(Items listed in a dataset)

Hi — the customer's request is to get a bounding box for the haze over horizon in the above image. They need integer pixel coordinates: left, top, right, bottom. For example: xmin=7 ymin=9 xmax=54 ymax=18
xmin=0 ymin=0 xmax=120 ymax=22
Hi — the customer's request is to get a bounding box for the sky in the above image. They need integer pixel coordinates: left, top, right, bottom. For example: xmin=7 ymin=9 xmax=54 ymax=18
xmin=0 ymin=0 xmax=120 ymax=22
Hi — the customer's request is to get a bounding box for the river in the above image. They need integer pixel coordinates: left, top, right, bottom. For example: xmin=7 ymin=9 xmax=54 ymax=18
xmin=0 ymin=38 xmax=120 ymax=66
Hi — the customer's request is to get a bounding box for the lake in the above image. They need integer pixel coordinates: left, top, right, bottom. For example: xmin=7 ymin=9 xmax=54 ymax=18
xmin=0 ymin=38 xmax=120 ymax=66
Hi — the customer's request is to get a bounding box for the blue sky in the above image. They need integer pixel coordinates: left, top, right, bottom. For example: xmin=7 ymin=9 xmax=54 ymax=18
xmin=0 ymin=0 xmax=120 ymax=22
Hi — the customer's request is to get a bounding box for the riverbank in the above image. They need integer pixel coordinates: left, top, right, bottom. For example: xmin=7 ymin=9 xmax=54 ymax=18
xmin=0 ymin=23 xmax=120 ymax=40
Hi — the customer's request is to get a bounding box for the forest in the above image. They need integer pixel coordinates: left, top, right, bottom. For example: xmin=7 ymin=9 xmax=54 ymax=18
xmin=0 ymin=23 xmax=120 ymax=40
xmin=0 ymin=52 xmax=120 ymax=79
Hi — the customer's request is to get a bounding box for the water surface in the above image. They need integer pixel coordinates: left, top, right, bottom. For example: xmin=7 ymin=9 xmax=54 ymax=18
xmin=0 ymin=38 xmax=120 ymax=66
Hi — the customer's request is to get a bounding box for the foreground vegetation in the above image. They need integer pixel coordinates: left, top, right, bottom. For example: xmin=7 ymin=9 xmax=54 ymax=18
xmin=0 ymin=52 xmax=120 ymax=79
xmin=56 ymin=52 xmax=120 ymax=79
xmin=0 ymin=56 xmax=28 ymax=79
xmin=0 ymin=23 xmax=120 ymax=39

Exercise brief
Rewrite all of the lines above, substituting "rectangle" for every occurrence of "bounding box" and leaving everything else unchanged.

Written answer
Hi — the customer's request is to get a rectangle for the haze over horizon in the above image. They need integer pixel coordinates: left, top, right, bottom. For example: xmin=7 ymin=9 xmax=54 ymax=18
xmin=0 ymin=0 xmax=120 ymax=22
Hi — the customer's request is to get a rectangle for the sky in the above image. They need integer pixel coordinates: left, top, right, bottom. For example: xmin=7 ymin=9 xmax=54 ymax=18
xmin=0 ymin=0 xmax=120 ymax=22
Hi — the customer's request is to get a rectangle for the river in the above image. They need integer pixel coordinates: left, top, right, bottom. For example: xmin=7 ymin=9 xmax=54 ymax=18
xmin=0 ymin=38 xmax=120 ymax=66
Hi — the customer's request is to get a rectangle for the lake in the above image. They need integer pixel coordinates: left, top, right, bottom. For example: xmin=7 ymin=9 xmax=54 ymax=18
xmin=0 ymin=38 xmax=120 ymax=66
Hi — the customer's request is to get a rectangle for the blue sky in the above image. They need integer pixel coordinates: left, top, right, bottom. For example: xmin=7 ymin=9 xmax=54 ymax=18
xmin=0 ymin=0 xmax=120 ymax=22
Hi — the customer's request is to get a rectangle for the riverbank in the above image. They need integer pixel coordinates: left, top, right, bottom. For example: xmin=7 ymin=9 xmax=54 ymax=18
xmin=0 ymin=23 xmax=120 ymax=40
Hi — the customer's request is to get a rectangle for the forest in the above image. They need integer pixel coordinates: left, top, right, bottom. For example: xmin=7 ymin=9 xmax=54 ymax=18
xmin=0 ymin=23 xmax=120 ymax=40
xmin=0 ymin=52 xmax=120 ymax=79
Hi — the customer's request is to get a rectangle for the water surface in the above image. They need integer pixel coordinates: left, top, right, bottom. For example: xmin=7 ymin=9 xmax=54 ymax=18
xmin=0 ymin=38 xmax=120 ymax=66
Hi — the customer's request is to get a rectangle for the foreground vegetation in the above image. They need integer pixel coordinates: left, top, right, bottom. For example: xmin=7 ymin=9 xmax=54 ymax=18
xmin=0 ymin=52 xmax=120 ymax=79
xmin=56 ymin=52 xmax=120 ymax=79
xmin=0 ymin=56 xmax=28 ymax=79
xmin=0 ymin=23 xmax=120 ymax=39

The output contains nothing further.